> _Directions_
Return the lines from the line containing "request | place a dot on the white line" through the last line of the material below, exactly as they appear and with no others.
Content starts
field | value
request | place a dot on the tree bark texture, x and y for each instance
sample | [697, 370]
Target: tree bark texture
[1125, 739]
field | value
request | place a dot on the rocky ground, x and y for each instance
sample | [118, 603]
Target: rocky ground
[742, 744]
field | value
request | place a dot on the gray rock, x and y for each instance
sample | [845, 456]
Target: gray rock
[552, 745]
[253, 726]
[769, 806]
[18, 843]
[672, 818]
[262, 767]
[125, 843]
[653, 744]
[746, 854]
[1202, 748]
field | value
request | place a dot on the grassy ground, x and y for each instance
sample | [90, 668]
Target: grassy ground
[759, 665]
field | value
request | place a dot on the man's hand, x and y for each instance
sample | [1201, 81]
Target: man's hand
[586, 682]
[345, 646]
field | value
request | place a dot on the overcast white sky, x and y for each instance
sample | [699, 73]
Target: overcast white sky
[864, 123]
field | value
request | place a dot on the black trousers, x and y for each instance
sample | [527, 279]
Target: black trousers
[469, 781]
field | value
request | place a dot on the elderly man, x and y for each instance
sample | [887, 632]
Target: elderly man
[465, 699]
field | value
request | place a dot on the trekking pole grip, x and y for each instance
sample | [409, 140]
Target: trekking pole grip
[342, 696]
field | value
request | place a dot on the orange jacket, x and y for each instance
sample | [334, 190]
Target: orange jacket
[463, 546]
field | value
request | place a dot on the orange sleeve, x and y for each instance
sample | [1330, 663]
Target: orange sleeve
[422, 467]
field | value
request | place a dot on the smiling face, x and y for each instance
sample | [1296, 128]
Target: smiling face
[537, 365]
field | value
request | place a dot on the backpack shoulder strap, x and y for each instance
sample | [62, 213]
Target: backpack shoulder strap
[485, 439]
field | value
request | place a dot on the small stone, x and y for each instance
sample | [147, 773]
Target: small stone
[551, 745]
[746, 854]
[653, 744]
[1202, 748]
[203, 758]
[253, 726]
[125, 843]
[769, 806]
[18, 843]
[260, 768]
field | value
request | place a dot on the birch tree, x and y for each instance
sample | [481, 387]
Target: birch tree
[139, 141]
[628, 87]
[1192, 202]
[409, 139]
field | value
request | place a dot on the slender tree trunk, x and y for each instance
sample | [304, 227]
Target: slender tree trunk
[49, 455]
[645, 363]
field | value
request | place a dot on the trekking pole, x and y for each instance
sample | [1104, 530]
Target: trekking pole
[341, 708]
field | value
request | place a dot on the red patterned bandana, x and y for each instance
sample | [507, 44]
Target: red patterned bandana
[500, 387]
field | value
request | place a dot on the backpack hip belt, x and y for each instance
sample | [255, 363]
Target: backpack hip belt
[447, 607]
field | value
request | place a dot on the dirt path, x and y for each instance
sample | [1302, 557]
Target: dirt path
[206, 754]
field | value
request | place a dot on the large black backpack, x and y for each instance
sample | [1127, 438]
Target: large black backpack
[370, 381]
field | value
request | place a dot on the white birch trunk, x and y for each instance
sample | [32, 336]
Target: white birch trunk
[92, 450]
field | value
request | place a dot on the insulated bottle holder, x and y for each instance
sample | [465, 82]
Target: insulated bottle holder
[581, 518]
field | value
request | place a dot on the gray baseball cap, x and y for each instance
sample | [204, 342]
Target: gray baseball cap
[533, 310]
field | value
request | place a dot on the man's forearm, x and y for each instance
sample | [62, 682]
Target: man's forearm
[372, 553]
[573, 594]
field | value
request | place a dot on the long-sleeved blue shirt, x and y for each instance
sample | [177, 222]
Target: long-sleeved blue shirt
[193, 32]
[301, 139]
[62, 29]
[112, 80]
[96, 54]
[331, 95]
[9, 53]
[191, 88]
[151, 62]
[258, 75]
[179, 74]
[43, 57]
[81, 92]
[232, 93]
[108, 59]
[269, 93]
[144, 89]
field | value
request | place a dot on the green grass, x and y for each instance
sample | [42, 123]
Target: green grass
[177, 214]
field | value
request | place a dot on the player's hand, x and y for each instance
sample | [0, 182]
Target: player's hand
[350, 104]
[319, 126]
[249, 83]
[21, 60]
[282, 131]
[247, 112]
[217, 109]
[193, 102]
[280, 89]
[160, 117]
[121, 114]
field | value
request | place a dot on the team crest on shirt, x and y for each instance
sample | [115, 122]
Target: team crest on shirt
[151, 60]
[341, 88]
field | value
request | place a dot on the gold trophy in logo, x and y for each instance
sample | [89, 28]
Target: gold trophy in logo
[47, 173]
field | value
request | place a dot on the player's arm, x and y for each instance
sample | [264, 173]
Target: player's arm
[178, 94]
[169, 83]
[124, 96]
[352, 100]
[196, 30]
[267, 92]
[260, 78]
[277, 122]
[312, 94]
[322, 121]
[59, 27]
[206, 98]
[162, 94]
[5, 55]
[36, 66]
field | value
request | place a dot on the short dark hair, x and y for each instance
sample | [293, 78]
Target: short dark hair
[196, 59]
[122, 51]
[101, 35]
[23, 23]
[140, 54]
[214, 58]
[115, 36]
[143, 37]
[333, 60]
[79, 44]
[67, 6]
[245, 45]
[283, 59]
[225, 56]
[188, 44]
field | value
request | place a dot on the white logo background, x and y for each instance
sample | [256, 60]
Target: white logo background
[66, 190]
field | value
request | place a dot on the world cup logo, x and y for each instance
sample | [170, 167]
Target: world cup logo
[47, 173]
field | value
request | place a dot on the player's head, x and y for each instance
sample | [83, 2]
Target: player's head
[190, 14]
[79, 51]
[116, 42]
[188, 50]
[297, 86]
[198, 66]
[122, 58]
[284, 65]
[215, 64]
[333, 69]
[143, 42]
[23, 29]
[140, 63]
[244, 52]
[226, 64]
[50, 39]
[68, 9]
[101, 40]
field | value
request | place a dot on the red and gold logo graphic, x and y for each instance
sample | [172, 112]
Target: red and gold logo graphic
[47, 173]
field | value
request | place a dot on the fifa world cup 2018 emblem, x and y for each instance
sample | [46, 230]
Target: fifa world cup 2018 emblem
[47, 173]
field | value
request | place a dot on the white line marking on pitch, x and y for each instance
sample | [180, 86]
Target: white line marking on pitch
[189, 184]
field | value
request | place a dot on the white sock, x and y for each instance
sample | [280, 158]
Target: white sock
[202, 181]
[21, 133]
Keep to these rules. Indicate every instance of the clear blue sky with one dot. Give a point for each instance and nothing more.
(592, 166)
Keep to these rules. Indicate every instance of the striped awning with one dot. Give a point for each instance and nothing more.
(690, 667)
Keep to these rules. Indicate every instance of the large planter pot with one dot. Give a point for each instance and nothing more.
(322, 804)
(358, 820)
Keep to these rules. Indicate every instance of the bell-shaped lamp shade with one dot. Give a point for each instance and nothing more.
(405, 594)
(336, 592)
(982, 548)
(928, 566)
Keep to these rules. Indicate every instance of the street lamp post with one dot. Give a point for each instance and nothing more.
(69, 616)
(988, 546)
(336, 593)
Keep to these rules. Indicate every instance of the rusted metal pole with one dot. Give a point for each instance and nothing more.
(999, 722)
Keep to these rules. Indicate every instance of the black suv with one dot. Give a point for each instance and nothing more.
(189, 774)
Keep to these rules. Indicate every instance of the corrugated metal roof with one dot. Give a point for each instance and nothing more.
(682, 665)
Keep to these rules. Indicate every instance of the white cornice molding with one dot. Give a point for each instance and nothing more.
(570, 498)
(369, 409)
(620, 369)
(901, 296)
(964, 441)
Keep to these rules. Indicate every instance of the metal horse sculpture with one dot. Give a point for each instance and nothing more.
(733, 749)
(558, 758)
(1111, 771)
Content ends
> _Worked solution_
request | place a dot on the white line marking on pitch, x and y for each instance
sample | [180, 86]
Target: white line marking on pitch
[189, 184]
field | value
request | place a dot on the white sock, x and y for each instance
sample | [280, 158]
Target: white sock
[202, 181]
[21, 133]
Keep to these rules. Indicate every instance of the clear blue sky with one dot. Give a point for each instance and nothing more.
(592, 166)
Keep to these rules. Indicate every instance of the striped awning with one dot. Give a point for each instance and nothing more.
(690, 667)
Keep to these rules. Indicate every instance of the large planter pot with one dot. Give a point for each instance and nothing more.
(322, 804)
(358, 820)
Keep to these rules. Indicate every instance of the bell-shaped lamp shade with one dot. Give a point for each instance and nothing more.
(405, 594)
(336, 592)
(982, 548)
(928, 566)
Keep to these rules. Indicate every instance of the street lamp post with one dot. Give a point for each instance and nothing more.
(69, 616)
(988, 546)
(336, 593)
Keep to these rules. Indicate every instance of the rusted metal pole with one dot. Give a point for each instance and nothing more.
(999, 722)
Keep to these rules. Indicate every instance of the black suv with one dot. Give a point for each instance and nothing more.
(189, 774)
Keep to these rules. Indicate every instance of the corrugated metal roof with one dot. Give a point for each instance and nothing more.
(682, 665)
Keep to these rules. Indicate every instance of the white cornice molding with one dot. Give a point for each instance and nothing more.
(570, 498)
(369, 409)
(620, 369)
(901, 296)
(964, 441)
Keep to these rules. Indicate every instance of the metal horse sculpture with one dot. Give a point for each instance and nothing more.
(733, 749)
(558, 758)
(1111, 771)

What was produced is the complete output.